▶ **HOW TO COMPLETE THIS TASK**:
In the article on taking a break from social media, transcribe everything from "- Try turning" down to "time with family.".

▶ **EXCERPT**:
Can you imagine going a day without checking in on Instagram, Facebook or Twitter? Lots of people rely on social media to stay connected every day and the thought of not scrolling through their feeds seems impossible. Actor Tom Holland just announced that he’s stepping away from social media to focus on his mental health and experts say that kind of break could be beneficial to many of us.
While social media can be great for networking and keeping in contact with friends and loved ones, Dr. Shahla Modir, medical director at addiction treatment center All Points North Lodge Malibu, says spending too much time on these platforms is linked to depression, anxiety and stress. So how do you know if it’s time to take a break? Experts share the signs to look for and how to form healthier habits with social media.
- If you’re comparing yourself to others online - “FOMO can trigger feelings of anxiety,” Modir explains. “The highlights people present are interpreted as their real life and not their ‘reel life.’”
- If you’re compulsively checking your phone - Constantly checking your phone for notifications and likes is another red flag.
- If your real-life interactions are suffering - This can include people in your life complaining about how much you use social media or skipping out on social interactions with friends and family so you can spend more time on social media.
- If you start viewing yourself negatively - If social media is causing you to view yourself in a negative light, causes feelings of worthlessness, hopelessness or depression, counselor Jermaine Graves says it’s time to take a break.
To find healthy balance with social media:
- Create boundaries, like limiting how much time you spend on social media in a day.
- Try turning off notifications so they don’t distract you throughout the day.
- Take a digital fast, start by stepping away from your screens for an hour a day.
- Get outside for fresh air and sunshine when you’re not sitting and scrolling.
- Have a plan for your break so you replace social media time with something meaningful, like a hobby, reading, exercise or quality time with family.

▶ **ENTRIES SUPPLIED**:
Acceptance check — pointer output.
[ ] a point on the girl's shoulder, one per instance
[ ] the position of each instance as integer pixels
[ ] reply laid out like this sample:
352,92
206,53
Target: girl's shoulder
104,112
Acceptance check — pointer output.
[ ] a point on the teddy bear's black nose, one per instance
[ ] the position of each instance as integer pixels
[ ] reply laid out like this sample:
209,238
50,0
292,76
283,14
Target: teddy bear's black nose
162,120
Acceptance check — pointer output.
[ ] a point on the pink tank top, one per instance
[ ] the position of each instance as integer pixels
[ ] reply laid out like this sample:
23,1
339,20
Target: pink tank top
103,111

▶ **RESULT**:
- Try turning off notifications so they don’t distract you throughout the day.
- Take a digital fast, start by stepping away from your screens for an hour a day.
- Get outside for fresh air and sunshine when you’re not sitting and scrolling.
- Have a plan for your break so you replace social media time with something meaningful, like a hobby, reading, exercise or quality time with family.